Skip to main content

Convert ZIM files to EPUB format

Project description

ZIM to EPUB Converter

A Python command-line tool to convert ZIM files (used by Kiwix and others for offline content) to EPUB format for e-readers.

Features

  • Convert ZIM files to EPUB format with robust error handling
  • Option to include or exclude images
  • Automatic table of contents generation based on article names
  • Limit the number of articles to include
  • Preserves metadata from the ZIM file
  • Clean, readable formatting for e-readers
  • Handles URL-encoded paths and special characters
  • Supports various ZIM file structures and formats
  • Extracts content from main entry when standard article paths aren't available
  • Avoids duplicate images in the output EPUB
  • Full crawl mode for problematic ZIM files

Platform Support

This package is compatible with:

  • Linux (Debian, Ubuntu, Fedora, etc.)
  • macOS

Note: Windows is not currently supported due to limitations with the libzim library.

Dataset entries:

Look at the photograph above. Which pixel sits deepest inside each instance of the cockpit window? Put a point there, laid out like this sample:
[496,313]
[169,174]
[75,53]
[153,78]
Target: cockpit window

Goal of the exercise: Reproduce everything in the ZIM to EPUB converter description from "This package is" down to "the libzim library.". You won't need the records for this.

Response box:
This package is compatible with:

  • Linux (Debian, Ubuntu, Fedora, etc.)
  • macOS

Note: Windows is not currently supported due to limitations with the libzim library.